§ AVAILABLE RECORDS

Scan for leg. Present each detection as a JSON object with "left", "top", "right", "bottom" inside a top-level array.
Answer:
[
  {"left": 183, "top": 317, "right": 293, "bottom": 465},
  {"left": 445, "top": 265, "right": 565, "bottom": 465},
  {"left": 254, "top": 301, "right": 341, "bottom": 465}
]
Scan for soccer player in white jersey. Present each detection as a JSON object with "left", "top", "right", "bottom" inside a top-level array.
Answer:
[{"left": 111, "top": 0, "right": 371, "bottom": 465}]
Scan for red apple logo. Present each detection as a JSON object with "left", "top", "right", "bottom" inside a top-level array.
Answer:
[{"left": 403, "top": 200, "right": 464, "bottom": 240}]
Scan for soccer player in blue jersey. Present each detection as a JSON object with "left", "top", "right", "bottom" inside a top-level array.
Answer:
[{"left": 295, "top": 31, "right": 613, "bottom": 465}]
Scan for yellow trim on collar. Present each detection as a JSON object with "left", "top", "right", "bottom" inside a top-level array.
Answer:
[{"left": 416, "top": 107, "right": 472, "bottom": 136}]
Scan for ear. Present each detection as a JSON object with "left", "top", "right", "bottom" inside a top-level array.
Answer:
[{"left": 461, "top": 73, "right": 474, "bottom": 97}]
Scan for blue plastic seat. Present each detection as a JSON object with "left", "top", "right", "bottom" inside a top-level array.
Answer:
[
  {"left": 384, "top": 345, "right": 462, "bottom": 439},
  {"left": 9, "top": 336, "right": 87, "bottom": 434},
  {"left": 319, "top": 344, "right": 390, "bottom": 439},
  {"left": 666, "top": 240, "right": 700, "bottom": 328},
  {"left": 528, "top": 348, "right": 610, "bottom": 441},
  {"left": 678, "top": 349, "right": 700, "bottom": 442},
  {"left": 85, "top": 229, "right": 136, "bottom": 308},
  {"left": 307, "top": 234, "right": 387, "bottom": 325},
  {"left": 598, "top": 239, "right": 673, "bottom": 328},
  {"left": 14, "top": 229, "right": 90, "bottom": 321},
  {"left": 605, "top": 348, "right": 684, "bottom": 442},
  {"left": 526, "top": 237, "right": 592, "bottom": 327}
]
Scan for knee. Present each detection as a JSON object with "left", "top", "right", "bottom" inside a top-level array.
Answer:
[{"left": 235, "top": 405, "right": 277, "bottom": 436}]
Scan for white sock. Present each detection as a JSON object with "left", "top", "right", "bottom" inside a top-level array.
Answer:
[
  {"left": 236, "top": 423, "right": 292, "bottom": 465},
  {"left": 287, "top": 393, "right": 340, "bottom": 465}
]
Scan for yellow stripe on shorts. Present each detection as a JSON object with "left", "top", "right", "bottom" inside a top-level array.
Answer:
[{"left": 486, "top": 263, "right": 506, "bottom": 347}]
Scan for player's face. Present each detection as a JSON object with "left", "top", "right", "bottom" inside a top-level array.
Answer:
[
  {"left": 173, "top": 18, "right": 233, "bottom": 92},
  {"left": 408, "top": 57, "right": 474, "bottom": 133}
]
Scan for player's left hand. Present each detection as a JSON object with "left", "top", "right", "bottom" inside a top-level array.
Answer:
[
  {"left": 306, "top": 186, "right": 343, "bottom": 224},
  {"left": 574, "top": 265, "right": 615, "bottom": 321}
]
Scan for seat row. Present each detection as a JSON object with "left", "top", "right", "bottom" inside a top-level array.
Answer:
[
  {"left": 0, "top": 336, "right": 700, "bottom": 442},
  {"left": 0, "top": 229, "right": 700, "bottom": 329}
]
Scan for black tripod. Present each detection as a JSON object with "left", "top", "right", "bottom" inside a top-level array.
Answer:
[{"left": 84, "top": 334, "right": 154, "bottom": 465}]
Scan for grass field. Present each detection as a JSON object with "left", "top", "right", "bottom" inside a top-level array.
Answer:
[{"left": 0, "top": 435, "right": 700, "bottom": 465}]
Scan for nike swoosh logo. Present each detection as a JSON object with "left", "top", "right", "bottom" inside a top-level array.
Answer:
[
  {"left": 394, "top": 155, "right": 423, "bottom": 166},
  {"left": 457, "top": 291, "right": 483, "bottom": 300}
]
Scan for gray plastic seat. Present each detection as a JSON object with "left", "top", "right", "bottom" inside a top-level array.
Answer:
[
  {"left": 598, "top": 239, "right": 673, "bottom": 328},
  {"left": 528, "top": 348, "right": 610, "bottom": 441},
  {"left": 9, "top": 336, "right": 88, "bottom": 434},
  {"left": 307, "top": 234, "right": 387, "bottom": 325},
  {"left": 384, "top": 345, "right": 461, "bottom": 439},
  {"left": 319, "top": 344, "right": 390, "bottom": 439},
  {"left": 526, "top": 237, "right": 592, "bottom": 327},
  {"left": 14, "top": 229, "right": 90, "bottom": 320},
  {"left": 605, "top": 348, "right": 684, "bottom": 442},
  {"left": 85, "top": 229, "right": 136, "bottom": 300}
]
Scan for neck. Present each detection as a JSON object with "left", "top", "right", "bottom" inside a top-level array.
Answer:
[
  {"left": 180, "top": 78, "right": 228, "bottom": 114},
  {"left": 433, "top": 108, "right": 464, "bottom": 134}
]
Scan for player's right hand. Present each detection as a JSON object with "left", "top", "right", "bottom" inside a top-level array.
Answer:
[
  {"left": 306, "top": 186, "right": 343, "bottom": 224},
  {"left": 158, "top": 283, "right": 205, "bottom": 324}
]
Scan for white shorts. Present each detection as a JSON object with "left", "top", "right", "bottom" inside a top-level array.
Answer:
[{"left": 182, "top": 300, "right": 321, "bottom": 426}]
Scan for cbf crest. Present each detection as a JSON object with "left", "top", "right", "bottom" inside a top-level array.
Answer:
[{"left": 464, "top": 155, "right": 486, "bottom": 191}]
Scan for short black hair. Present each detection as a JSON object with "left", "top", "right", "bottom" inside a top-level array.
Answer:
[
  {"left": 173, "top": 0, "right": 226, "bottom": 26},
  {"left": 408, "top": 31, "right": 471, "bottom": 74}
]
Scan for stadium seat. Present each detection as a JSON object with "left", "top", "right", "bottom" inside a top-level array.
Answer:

§ REQUEST
Repeat each record in full; every line must match exactly.

§ SOLVED EXERCISE
Scan for leg. Present each detection as a JSON object with "left", "top", "right", "bottom" inside a top-level array.
Answer:
[
  {"left": 183, "top": 317, "right": 293, "bottom": 465},
  {"left": 445, "top": 265, "right": 565, "bottom": 465},
  {"left": 254, "top": 301, "right": 341, "bottom": 465}
]
Scan for soccer player in white jersey. Present each detection as a JSON object with "left", "top", "right", "bottom" inside a top-level array.
Answer:
[{"left": 111, "top": 0, "right": 371, "bottom": 465}]
Scan for red apple logo. Present each detection as a JSON object with "left", "top", "right", "bottom" inside a top-level array.
Answer:
[{"left": 403, "top": 200, "right": 464, "bottom": 240}]
Scan for soccer player in blue jersey. Present each detection as a JSON object with "left", "top", "right", "bottom" inside a top-level array.
Answer:
[{"left": 295, "top": 31, "right": 613, "bottom": 465}]
Scan for yellow trim on collar. Present each detection as a JSON object with "left", "top", "right", "bottom" inside a top-level array.
Answer:
[{"left": 416, "top": 107, "right": 472, "bottom": 136}]
Scan for ear. Present each detection as a JSON object with "left", "top", "right", "bottom" inside a top-level array.
Answer:
[{"left": 461, "top": 73, "right": 474, "bottom": 97}]
Scan for blue plastic seat. Present each detection as a JSON object with "left", "top", "right", "bottom" inside a top-level array.
Answer:
[
  {"left": 384, "top": 345, "right": 462, "bottom": 439},
  {"left": 9, "top": 336, "right": 87, "bottom": 434},
  {"left": 319, "top": 344, "right": 390, "bottom": 439},
  {"left": 666, "top": 240, "right": 700, "bottom": 328},
  {"left": 528, "top": 348, "right": 610, "bottom": 441},
  {"left": 678, "top": 349, "right": 700, "bottom": 442},
  {"left": 85, "top": 229, "right": 136, "bottom": 308},
  {"left": 307, "top": 234, "right": 387, "bottom": 325},
  {"left": 598, "top": 239, "right": 673, "bottom": 328},
  {"left": 14, "top": 229, "right": 90, "bottom": 321},
  {"left": 605, "top": 348, "right": 684, "bottom": 442},
  {"left": 526, "top": 237, "right": 592, "bottom": 327}
]
Scan for knee. Present each detection as a JSON object with "left", "top", "right", "bottom" inside a top-level array.
Answer:
[{"left": 235, "top": 405, "right": 277, "bottom": 436}]
Scan for white sock. Present each detection as a JSON object with "left", "top", "right", "bottom" inside a top-level array.
Answer:
[
  {"left": 236, "top": 423, "right": 292, "bottom": 465},
  {"left": 287, "top": 393, "right": 340, "bottom": 465}
]
Scan for yellow stripe on shorts. Present each detection as a JSON object with "left", "top", "right", "bottom" inside a top-level array.
Answer:
[{"left": 486, "top": 263, "right": 506, "bottom": 347}]
Scan for player's face. Present each detection as a JSON object with "left", "top", "right", "bottom" inside a top-level array.
Answer:
[
  {"left": 173, "top": 18, "right": 233, "bottom": 92},
  {"left": 408, "top": 57, "right": 474, "bottom": 133}
]
Scan for player's left hand. Present each detection as a JSON object with "left", "top", "right", "bottom" inside a top-level array.
Answer:
[
  {"left": 306, "top": 186, "right": 343, "bottom": 224},
  {"left": 574, "top": 265, "right": 615, "bottom": 321}
]
Scan for seat row. Present each detection as a JSON object with "left", "top", "right", "bottom" inside a top-level array.
Answer:
[
  {"left": 0, "top": 336, "right": 700, "bottom": 442},
  {"left": 0, "top": 229, "right": 700, "bottom": 329}
]
Scan for black tripod. Present each detection as a JSON object with "left", "top", "right", "bottom" inside a top-level array.
Answer:
[{"left": 84, "top": 334, "right": 154, "bottom": 465}]
Scan for grass field. Present each detection as a JSON object with "left", "top", "right", "bottom" inside a top-level array.
Answer:
[{"left": 0, "top": 435, "right": 700, "bottom": 465}]
Scan for nike swoosh logo. Present each detection as a JSON object with "left", "top", "right", "bottom" inside a top-level array.
Answer:
[
  {"left": 394, "top": 155, "right": 423, "bottom": 166},
  {"left": 457, "top": 291, "right": 483, "bottom": 300}
]
Scan for gray plastic seat. Present each detection as a JSON object with "left", "top", "right", "bottom" inside a top-level array.
Answer:
[
  {"left": 598, "top": 239, "right": 673, "bottom": 328},
  {"left": 528, "top": 348, "right": 610, "bottom": 441},
  {"left": 9, "top": 336, "right": 88, "bottom": 434},
  {"left": 307, "top": 234, "right": 387, "bottom": 325},
  {"left": 384, "top": 345, "right": 461, "bottom": 439},
  {"left": 319, "top": 344, "right": 390, "bottom": 439},
  {"left": 526, "top": 237, "right": 592, "bottom": 327},
  {"left": 14, "top": 229, "right": 90, "bottom": 320},
  {"left": 605, "top": 348, "right": 684, "bottom": 442},
  {"left": 85, "top": 229, "right": 136, "bottom": 300}
]
Scan for neck. Present each detection as a JSON object with "left", "top", "right", "bottom" inside a top-level array.
Answer:
[
  {"left": 180, "top": 78, "right": 228, "bottom": 114},
  {"left": 433, "top": 108, "right": 464, "bottom": 134}
]
Scan for player's right hand. Present each detection as a JSON object with "left", "top", "right", "bottom" inside a top-level array.
Answer:
[
  {"left": 306, "top": 186, "right": 343, "bottom": 224},
  {"left": 158, "top": 283, "right": 205, "bottom": 324}
]
Scan for white shorts. Present each detection as a JSON object with "left", "top", "right", "bottom" inside a top-level array.
Answer:
[{"left": 182, "top": 300, "right": 321, "bottom": 426}]
Scan for cbf crest. Present each detection as a JSON object with "left", "top", "right", "bottom" inside a top-level array.
Answer:
[{"left": 464, "top": 155, "right": 486, "bottom": 191}]
Scan for short black hair. Present each detection as a JSON object with "left", "top", "right", "bottom" inside a top-level array.
Answer:
[
  {"left": 173, "top": 0, "right": 226, "bottom": 26},
  {"left": 408, "top": 31, "right": 471, "bottom": 74}
]
Scan for stadium seat. Present each detection as a JSON object with "left", "top", "right", "bottom" inside a top-level array.
Answer:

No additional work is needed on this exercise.